----- Extracted records -----

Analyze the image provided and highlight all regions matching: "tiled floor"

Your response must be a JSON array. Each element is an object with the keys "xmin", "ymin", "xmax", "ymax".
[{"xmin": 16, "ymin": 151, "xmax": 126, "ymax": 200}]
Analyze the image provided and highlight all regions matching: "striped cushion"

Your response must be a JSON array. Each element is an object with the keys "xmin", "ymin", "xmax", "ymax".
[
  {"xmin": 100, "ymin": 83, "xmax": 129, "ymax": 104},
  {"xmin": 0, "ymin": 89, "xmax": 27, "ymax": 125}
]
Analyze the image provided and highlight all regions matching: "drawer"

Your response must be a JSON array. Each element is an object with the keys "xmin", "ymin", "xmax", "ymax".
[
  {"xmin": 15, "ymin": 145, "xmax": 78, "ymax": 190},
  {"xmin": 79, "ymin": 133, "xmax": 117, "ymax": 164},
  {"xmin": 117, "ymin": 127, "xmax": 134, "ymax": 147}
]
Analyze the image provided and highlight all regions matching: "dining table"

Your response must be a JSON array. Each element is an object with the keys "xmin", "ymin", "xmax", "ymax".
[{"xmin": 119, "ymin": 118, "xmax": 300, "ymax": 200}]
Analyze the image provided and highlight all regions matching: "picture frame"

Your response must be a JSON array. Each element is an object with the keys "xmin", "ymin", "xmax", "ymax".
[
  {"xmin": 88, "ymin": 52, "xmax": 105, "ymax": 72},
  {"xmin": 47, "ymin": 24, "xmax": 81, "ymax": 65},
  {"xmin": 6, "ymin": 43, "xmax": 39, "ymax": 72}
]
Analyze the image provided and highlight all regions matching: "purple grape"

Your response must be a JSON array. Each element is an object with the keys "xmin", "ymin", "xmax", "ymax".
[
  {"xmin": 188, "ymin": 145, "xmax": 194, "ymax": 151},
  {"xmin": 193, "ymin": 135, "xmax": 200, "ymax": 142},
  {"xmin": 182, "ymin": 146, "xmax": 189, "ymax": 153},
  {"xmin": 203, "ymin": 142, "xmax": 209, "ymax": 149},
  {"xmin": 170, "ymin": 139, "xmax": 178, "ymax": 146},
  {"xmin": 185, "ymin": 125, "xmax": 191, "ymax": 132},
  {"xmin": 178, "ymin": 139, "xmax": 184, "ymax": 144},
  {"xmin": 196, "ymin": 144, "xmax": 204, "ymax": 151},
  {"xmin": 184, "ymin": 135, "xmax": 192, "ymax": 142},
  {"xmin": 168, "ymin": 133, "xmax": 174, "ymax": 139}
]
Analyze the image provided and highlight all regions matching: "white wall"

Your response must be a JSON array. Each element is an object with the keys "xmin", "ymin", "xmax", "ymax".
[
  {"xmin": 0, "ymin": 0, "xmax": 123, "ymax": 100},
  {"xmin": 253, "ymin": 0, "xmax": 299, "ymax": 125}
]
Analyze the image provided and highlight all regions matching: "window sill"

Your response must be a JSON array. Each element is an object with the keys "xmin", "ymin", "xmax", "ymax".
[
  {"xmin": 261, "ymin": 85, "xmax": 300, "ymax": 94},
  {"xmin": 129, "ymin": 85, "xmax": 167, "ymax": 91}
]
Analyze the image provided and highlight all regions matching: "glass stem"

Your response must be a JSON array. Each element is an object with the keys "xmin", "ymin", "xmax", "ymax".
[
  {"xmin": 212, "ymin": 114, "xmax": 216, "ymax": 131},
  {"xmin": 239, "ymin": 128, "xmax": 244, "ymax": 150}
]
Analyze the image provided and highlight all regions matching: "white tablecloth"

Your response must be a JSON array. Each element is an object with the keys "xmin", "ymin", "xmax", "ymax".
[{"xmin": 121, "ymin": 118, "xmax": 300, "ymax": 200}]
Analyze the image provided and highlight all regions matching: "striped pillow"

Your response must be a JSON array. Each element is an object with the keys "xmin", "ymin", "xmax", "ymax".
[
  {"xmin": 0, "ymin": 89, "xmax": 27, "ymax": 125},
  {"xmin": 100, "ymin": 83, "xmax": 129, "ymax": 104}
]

-----

* Aim of the exercise
Which lines in the data above contain the word "striped"? List each of those lines in full.

* The solution
Analyze the image provided and highlight all regions matching: "striped cushion"
Analyze the image provided and highlight all regions matching: "striped pillow"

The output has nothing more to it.